> DOCUMENT EXCERPT:
== Segment start ==

Will the rekindled relationship with an ex work under these circumstances? Certainly, it has a chance. But, at the same time, it may be a good idea to work on your relationships with an expert. It’s important to work through any previous issues, learn better methods of communication, and avoid major issues in the future.
Related reading: What Is a Break in a Relationship?
3. The Reason for the Breakup Was a Stupid Argument
You had a heated disagreement and became a deal breaker because you both are stubborn and a bit hot-headed. You dug in your heels and neither one of you is budging.
There’s a famous line from the movie “Cool Hand Luke”—”What we have here is a failure to communicate.” And that, along with a stubborn streak, has caused a breakup that didn’t need to happen at the moment.
One of you must make the first move, and it might as well be you. Take the step, profess your love, and then get with a relationship or family counselor and learn how to “fight fair.”
Your relationship has a solid chance to be healthy and long-lasting, once you recognize your emotional triggers and learn how to express them calmly and reach resolution. A licensed marriage and/or family therapist can help you resolve your communication issues.
4. Maturity Has Set In
Most people do mature over the years. You may have broken up, felt the anger and the hurt, and ultimately moved on. Maybe you even got some individual therapy and have worked on your relationship flaws—insecurities, fear, being too clingy or jealous, etc. And you may have had a relationship or two as a healthier person.
You meet up with your ex, perhaps quite by chance, and the old desire and sparks fly. If you are honest with yourself, you realize you are ready to give things another chance. Let’s just hope you don’t have to wait 20 years like JLo and Brad did.
Related reading: Male Maturity – When Does It Kick In?
5. The Original Relationship Wasn’t Toxic
Toxic relationships include those that are either physically or emotionally abusive or ones in which one partner is a full-blown narcissist or a cheater. Getting out was probably tough if you have been a victim in one of these relationships.
While you desire a healthy relationship, you fear you won’t find one, so you stay. A codependent aspect of the partnership is also hard to break. But it will always be the right decision to do so. This is a mental health issue for you, and you should not be in any partnership until you have been through therapy.

== Segment end ==

> WORK REQUIRED:
Summarize the excerpt on rekindling a relationship with an ex in two sentences.

> AVAILABLE DATA:
== Segment start ==

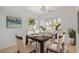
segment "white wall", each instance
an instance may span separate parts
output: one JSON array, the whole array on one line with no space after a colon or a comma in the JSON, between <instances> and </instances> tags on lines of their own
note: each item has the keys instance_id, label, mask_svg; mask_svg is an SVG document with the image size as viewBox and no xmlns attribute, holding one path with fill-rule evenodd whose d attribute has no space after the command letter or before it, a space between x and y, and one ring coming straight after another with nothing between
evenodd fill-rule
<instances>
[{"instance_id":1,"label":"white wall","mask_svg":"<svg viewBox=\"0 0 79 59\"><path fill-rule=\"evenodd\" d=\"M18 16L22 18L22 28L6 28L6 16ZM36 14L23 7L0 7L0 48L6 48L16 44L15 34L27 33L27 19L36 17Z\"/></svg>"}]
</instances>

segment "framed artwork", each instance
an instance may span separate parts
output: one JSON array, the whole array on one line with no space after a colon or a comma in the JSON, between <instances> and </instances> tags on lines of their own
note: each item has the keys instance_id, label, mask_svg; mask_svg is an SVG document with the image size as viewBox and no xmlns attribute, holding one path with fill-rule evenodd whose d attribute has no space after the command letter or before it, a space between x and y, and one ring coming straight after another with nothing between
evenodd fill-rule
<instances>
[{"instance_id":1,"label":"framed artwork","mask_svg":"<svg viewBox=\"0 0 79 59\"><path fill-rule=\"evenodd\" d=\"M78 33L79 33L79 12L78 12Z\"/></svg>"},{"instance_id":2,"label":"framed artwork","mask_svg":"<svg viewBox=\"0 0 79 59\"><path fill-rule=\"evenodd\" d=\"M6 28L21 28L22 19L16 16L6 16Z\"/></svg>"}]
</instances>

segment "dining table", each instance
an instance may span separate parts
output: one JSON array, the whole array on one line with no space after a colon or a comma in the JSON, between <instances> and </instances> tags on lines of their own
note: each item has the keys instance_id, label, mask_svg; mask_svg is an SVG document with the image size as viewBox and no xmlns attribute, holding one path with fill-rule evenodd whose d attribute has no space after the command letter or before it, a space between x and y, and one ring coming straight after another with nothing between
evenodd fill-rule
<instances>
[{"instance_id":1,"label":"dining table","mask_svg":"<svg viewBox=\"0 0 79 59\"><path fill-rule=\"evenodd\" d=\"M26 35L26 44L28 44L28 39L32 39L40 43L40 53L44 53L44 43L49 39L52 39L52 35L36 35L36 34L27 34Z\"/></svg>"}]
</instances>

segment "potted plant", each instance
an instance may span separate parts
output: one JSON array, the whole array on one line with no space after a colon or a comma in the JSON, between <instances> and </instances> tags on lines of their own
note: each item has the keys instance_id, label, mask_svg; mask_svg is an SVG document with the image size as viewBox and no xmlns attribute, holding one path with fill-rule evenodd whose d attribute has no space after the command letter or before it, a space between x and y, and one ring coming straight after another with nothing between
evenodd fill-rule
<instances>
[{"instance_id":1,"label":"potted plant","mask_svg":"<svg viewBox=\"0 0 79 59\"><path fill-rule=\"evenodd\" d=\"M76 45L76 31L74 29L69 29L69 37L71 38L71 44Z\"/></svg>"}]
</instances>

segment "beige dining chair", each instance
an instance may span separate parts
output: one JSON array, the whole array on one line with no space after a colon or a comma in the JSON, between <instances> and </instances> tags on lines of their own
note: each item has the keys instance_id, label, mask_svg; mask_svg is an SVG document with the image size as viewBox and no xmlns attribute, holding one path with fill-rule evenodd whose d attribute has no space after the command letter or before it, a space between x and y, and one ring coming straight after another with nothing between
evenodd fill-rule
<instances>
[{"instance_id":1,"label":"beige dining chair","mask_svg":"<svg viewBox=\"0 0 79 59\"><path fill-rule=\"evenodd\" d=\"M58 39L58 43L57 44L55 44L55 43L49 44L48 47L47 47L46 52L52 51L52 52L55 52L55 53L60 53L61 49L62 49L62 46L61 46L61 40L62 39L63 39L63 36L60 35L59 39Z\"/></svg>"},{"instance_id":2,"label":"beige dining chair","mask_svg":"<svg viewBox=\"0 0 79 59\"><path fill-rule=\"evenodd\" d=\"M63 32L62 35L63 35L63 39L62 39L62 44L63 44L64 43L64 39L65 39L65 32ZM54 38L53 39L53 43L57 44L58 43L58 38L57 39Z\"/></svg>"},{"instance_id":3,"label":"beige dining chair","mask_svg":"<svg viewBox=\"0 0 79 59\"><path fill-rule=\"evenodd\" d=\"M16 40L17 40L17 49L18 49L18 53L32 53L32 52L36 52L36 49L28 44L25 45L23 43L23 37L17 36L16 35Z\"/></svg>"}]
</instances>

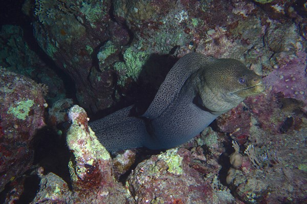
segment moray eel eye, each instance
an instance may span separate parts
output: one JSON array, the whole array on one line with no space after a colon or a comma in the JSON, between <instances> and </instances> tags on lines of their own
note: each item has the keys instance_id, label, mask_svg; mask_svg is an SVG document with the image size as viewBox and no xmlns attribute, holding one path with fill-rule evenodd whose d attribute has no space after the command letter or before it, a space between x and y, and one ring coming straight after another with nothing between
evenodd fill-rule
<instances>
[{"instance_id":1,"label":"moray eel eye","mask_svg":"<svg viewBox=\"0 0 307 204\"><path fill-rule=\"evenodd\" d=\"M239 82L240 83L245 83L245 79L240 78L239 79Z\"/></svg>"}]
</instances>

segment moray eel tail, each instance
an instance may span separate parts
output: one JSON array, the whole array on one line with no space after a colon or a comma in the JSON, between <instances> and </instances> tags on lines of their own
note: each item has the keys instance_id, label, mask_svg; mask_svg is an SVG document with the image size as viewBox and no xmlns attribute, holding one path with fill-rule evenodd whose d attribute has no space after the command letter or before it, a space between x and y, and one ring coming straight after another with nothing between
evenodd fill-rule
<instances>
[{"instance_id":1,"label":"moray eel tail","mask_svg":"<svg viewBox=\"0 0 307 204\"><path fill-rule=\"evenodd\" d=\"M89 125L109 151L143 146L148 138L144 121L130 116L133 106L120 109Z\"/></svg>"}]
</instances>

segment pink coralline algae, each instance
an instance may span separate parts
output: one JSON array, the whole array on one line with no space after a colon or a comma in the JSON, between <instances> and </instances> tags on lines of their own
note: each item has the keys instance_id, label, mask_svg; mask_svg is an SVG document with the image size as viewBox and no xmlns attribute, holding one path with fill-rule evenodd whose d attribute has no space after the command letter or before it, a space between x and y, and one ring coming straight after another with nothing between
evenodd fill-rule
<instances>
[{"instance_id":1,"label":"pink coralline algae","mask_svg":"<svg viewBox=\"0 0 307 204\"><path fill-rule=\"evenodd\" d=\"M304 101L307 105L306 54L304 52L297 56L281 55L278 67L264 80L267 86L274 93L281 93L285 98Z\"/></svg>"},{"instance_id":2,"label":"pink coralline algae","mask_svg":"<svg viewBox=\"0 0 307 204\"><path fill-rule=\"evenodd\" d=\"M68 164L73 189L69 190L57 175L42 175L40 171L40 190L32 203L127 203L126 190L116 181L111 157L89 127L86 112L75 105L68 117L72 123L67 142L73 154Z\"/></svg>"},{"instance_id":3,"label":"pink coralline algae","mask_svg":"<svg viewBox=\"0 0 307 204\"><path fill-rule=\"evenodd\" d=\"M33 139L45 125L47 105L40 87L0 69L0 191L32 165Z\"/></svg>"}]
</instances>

== Segment end ==

> SOLUTION TO THE PROBLEM:
When a breakup came from a stubborn, heated argument, one partner should make the first move, and a counselor can help the couple learn to fight fair and communicate calmly, which gives the relationship a solid chance. People who have matured and worked on their relationship flaws may be ready to give things another chance, but someone who was a victim in a toxic relationship should not be in any partnership until they have been through therapy.